• WORK ITEM A:
Answer these from the Creativity Sprint passage below, one answer per line, marked like the questions:
(i) Who is Mica Scalin's brother?
(ii) Which rearrangement of letters did the writer settle on for day one?
(iii) What object did the writer trace around on day two?
• WORK ITEM B:
Carry the Creativity Sprint passage below further, starting after its final sentence.

• SOURCE PASSAGE:
--- START ---

More fun was five days with Mica Scalin's "Creativity Sprint." She's the sister of Noah Scalin, the guy of the connect the 100 random dots exercise. Day one, rearrange the letters in your name to spell something different and then make something inspired by that. I've never been good at rearranging in my head so I wrote out my name, cut it up into individual letters and had a lot of fun moving them around to say something. I came up with several ("a bare nails sheen" was a favorite but didn't spur any creative images I could sketch out) and settled on Insane Rehab Lanes, thinking up improbable names for various rehab facilities. A chance to let my quirky humor out.


I really ended up liking day two which didn't seem like much on the surface but definitely unleashed something. Just pick something to trace around and fill the page with tracings, placed any way you want. I made it just random, no thought or planning as I traced around a foot locker key. It was nice for a change not to have to look at something and draw it.

--- END ---

• STUDY MATERIAL:

--- START ---

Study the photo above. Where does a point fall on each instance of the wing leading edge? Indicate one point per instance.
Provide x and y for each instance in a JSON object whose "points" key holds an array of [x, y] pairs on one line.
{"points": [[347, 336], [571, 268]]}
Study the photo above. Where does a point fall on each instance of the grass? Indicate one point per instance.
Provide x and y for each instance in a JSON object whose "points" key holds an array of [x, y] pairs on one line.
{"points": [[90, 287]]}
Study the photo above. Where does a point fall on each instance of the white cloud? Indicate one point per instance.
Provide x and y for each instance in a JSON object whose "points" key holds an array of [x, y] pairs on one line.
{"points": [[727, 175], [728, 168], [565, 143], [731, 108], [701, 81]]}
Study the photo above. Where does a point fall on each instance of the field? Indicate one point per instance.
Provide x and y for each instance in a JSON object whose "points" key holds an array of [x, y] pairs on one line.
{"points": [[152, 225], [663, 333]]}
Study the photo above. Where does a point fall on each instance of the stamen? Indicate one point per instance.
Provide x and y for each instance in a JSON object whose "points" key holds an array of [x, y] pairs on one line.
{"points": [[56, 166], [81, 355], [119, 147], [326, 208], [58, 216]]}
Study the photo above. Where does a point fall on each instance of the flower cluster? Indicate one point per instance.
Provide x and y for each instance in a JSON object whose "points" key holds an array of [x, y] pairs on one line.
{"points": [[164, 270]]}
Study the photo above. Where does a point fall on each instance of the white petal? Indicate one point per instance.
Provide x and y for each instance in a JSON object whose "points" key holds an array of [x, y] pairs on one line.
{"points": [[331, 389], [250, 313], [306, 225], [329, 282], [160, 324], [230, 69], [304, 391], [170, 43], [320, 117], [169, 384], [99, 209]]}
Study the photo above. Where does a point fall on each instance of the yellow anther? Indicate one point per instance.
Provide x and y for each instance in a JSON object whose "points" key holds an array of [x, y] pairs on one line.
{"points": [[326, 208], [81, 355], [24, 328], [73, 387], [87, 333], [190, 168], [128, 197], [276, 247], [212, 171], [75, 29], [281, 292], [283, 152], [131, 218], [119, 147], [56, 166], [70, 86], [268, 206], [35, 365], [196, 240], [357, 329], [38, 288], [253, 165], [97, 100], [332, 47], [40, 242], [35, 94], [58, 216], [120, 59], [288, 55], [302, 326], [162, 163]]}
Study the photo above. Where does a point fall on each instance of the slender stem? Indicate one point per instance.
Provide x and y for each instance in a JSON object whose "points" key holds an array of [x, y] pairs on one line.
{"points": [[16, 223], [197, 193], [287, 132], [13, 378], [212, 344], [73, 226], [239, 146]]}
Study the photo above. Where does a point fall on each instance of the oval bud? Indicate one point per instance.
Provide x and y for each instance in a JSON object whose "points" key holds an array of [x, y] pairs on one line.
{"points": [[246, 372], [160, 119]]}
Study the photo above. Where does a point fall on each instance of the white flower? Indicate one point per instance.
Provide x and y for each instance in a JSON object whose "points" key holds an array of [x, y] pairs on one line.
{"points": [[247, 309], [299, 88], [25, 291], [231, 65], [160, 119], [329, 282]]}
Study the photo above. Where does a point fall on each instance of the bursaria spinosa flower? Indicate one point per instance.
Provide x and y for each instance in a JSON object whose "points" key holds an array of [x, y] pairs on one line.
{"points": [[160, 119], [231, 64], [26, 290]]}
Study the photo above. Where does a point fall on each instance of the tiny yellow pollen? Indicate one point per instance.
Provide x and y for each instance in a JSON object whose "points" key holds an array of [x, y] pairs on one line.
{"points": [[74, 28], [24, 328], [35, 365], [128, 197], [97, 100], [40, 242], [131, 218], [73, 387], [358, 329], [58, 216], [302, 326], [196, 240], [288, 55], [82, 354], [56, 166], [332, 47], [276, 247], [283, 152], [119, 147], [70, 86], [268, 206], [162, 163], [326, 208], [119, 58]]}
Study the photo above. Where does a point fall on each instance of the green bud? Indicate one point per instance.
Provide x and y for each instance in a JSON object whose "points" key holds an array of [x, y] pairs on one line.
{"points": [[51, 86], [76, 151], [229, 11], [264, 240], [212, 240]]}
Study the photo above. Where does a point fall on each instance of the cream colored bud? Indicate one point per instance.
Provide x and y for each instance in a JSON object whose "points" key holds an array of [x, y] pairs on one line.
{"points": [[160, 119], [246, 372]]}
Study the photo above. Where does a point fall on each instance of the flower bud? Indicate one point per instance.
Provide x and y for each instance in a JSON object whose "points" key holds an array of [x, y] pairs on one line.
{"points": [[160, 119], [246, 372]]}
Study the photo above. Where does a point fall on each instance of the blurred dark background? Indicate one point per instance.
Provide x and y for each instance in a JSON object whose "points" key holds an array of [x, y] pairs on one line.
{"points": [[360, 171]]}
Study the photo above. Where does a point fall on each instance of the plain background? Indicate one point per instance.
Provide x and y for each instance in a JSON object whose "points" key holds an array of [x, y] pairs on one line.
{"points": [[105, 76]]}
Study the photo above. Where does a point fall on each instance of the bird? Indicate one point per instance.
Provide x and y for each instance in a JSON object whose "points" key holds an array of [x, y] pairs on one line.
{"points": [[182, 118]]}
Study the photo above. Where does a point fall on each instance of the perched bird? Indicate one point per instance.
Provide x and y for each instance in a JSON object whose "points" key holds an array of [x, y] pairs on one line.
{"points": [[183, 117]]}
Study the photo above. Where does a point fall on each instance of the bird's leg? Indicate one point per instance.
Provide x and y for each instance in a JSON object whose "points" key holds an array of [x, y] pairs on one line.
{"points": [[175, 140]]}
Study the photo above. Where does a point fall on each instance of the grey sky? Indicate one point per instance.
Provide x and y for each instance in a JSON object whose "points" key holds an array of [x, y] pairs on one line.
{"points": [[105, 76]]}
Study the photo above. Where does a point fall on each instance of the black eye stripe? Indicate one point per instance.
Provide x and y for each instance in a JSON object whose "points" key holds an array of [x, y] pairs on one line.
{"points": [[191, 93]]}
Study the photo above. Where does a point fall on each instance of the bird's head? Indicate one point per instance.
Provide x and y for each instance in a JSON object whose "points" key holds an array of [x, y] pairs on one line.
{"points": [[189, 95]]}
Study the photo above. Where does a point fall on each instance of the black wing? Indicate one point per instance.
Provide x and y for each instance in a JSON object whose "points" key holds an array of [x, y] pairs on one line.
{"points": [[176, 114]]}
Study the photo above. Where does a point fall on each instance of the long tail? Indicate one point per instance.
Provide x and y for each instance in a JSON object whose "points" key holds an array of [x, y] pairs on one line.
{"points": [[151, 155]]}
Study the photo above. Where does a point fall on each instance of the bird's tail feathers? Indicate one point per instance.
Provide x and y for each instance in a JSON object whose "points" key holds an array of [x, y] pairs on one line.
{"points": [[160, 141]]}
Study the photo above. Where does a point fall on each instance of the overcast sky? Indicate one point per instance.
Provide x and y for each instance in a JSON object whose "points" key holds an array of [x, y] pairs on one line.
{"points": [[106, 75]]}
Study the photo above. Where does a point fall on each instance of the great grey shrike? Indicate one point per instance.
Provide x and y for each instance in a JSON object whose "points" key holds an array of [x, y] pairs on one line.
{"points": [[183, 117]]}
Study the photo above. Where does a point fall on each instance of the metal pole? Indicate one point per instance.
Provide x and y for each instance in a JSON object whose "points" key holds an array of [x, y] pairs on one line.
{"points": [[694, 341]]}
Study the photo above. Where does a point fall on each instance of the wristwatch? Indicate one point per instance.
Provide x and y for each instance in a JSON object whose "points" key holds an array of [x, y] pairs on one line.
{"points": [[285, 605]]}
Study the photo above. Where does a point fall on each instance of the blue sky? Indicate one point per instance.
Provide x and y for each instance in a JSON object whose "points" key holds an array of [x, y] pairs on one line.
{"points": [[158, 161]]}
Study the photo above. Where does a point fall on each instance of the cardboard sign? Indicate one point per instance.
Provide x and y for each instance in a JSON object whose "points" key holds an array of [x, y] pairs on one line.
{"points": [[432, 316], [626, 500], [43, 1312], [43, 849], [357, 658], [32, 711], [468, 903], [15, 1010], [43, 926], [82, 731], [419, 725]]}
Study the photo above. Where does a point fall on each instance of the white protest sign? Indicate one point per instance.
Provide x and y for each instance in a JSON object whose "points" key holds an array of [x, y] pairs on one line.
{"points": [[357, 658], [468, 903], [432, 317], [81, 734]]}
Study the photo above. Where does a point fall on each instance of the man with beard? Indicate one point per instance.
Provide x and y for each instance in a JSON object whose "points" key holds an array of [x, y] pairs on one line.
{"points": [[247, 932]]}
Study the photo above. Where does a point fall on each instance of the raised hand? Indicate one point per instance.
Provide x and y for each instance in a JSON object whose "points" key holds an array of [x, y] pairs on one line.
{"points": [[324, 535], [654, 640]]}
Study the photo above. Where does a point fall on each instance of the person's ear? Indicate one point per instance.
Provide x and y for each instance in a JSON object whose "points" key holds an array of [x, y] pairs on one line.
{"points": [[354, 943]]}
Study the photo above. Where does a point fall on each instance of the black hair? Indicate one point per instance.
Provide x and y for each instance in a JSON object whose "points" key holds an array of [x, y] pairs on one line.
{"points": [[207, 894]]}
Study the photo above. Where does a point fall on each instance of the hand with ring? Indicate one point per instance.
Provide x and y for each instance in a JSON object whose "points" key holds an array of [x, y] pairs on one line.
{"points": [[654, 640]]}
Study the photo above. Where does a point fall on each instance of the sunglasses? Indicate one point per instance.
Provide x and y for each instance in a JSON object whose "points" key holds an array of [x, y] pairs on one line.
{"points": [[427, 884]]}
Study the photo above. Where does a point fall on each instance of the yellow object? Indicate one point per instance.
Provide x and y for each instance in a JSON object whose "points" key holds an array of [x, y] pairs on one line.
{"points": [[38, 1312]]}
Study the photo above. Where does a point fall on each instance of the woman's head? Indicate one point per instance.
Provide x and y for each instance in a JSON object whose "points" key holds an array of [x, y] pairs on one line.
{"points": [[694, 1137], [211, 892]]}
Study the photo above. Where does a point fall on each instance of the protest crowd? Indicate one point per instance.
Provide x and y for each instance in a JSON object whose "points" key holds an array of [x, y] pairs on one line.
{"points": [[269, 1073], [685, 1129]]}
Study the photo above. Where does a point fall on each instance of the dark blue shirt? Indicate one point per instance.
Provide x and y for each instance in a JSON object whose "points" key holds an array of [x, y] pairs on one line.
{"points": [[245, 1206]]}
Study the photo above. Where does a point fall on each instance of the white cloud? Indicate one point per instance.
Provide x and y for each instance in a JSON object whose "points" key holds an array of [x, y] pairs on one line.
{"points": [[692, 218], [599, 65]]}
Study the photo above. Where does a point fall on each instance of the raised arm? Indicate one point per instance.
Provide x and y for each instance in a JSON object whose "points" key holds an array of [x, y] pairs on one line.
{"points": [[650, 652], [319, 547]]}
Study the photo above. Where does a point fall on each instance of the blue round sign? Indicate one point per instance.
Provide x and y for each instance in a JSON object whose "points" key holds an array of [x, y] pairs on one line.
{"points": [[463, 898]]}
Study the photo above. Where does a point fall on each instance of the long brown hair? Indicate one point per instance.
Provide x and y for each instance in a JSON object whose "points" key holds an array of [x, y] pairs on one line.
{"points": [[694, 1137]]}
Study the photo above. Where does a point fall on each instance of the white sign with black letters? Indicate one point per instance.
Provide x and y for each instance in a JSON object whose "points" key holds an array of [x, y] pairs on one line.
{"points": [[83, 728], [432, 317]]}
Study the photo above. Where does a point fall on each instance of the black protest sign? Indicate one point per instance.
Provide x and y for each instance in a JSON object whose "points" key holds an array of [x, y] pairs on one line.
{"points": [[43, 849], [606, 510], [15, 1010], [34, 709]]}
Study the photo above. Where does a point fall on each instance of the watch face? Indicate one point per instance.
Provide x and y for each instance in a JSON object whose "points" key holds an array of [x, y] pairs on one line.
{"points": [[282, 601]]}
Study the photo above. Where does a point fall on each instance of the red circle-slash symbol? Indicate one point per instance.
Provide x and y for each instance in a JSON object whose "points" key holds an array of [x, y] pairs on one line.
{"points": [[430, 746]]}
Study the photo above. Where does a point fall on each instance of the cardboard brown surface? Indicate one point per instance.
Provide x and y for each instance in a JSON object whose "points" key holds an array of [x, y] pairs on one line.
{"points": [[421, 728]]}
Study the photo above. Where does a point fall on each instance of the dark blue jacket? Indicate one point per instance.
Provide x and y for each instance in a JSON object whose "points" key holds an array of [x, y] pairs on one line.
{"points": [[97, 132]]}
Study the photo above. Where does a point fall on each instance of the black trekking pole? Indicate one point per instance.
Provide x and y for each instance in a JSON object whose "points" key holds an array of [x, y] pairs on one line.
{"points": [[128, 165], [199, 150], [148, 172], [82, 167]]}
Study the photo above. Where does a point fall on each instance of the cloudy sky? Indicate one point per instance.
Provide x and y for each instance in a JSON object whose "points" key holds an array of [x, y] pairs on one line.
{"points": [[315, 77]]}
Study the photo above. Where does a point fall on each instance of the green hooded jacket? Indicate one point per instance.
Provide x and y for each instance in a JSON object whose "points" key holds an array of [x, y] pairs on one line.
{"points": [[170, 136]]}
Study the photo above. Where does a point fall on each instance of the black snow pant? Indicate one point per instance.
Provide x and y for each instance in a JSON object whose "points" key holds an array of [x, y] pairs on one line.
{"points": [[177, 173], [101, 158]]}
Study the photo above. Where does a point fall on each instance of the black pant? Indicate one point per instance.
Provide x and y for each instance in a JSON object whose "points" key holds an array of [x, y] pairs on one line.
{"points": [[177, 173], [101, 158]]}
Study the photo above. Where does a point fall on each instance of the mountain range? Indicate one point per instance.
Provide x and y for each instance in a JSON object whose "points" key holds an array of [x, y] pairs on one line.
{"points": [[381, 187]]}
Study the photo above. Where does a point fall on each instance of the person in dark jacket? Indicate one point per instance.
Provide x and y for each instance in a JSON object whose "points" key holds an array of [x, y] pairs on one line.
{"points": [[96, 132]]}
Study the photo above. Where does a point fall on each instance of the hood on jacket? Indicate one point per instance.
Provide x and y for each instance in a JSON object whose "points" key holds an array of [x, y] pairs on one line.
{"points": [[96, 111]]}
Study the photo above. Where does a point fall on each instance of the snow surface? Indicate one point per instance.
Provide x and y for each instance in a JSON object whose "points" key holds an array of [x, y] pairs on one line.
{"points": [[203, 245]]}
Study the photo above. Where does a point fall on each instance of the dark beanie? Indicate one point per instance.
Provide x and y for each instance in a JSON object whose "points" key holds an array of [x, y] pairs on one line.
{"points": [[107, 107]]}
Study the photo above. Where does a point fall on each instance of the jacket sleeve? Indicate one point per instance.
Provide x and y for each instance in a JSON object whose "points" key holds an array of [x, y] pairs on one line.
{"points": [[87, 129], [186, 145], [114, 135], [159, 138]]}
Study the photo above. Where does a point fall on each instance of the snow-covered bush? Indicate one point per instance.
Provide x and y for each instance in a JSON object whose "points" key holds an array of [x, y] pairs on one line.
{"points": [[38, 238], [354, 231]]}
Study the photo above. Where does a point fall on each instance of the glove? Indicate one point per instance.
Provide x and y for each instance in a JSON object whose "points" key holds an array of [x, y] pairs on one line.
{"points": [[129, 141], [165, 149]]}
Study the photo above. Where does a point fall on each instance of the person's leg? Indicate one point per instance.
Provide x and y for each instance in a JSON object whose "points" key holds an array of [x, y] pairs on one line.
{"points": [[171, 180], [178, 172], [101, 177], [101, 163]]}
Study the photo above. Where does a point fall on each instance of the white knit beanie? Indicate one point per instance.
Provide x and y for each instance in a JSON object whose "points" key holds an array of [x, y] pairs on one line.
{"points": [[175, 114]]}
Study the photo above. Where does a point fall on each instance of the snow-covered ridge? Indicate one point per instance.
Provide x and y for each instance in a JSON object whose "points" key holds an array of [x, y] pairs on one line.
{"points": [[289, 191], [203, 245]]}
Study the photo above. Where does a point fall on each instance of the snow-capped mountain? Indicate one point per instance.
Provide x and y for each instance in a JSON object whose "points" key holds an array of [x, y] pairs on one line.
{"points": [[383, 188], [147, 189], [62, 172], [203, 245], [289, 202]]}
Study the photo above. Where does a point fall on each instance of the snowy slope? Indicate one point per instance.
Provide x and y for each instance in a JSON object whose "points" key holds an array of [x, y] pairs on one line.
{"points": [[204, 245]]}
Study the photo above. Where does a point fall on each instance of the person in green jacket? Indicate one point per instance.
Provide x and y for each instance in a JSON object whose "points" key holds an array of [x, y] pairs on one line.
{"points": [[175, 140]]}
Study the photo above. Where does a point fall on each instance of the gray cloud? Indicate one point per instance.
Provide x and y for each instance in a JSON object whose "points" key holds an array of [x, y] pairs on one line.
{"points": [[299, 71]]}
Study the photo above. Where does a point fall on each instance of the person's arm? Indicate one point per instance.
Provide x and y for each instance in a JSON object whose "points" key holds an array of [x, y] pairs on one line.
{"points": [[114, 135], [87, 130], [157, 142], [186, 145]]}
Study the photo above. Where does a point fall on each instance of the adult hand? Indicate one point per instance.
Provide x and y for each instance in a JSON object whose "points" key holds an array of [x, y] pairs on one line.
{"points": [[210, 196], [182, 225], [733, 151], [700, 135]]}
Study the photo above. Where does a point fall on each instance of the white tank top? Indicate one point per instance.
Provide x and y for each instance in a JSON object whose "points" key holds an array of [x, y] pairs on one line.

--- END ---

• RESPONSE AREA A:
(i) Noah Scalin
(ii) Insane Rehab Lanes
(iii) A foot locker key

• RESPONSE AREA B:
And that apparently unleashed my brain because before I'd filled the page, my mind was swirling with non-random arrangements. I just had to fill two more pages with these ideas which shows how I naturally lean toward symmetry and kaleidoscope placements.


Day three was a variation of an exercise I've done before, with the idea of letting go of perfection: spill something and create something from the mess. I had a piece of paper that I'd spilled a few drops of coffee with cream on lying on the desk so used that, as little as there was to work with. But as I considered the drops, I saw eyes and it was fairly easy to draw a face around them. A third drop way off to the right became a flower tucked behind this pale girl's ear.


Day four we were to embrace limitations, the prompt being to create something inside of a box. Very little explanation goes with these prompts, I'm sure as to not influence or stifle ideas that might otherwise spring into your mind, but I had the feeling she meant to actually take a box and create something inside that. I wasn't going to spend time with that so I thought about how I could sketch the same idea. I decided on a glass box with characters trying to get out. Surprised again that I could draw a jack in the box and his friends. I just don't do this kind of drawing, but I found it very fun and a bit of a challenge.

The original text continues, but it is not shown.